▼

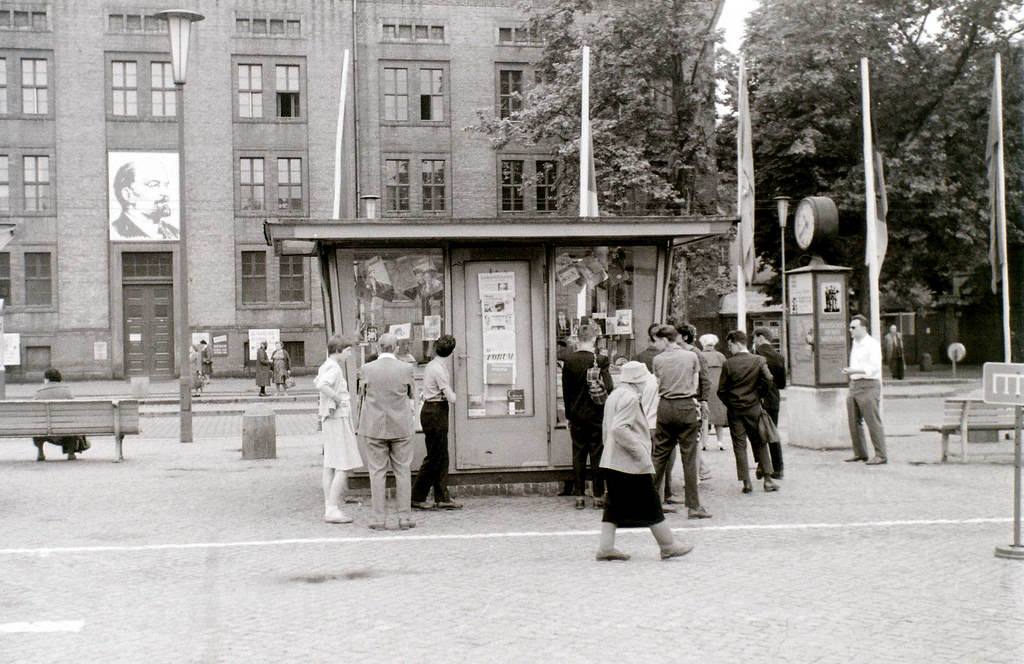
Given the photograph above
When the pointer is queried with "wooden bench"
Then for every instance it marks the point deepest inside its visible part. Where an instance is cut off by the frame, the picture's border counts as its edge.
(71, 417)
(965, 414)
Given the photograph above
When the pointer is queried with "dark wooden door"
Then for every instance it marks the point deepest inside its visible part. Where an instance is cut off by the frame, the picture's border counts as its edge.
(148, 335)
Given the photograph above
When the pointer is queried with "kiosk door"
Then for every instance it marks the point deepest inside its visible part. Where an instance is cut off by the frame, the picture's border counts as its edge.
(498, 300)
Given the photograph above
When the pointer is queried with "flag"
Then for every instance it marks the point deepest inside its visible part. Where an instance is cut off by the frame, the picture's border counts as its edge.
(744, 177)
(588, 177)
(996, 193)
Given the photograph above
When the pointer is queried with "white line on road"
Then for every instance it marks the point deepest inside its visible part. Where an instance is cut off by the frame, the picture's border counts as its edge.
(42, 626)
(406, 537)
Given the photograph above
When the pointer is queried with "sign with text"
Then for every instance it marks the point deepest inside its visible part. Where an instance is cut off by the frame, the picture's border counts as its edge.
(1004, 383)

▲

Collect every line above that contains the string "wooden", treating uppercase and lowercase letters as distinct.

When the pointer is queried with "wooden bench"
When the pointer is queried with "dark wooden door"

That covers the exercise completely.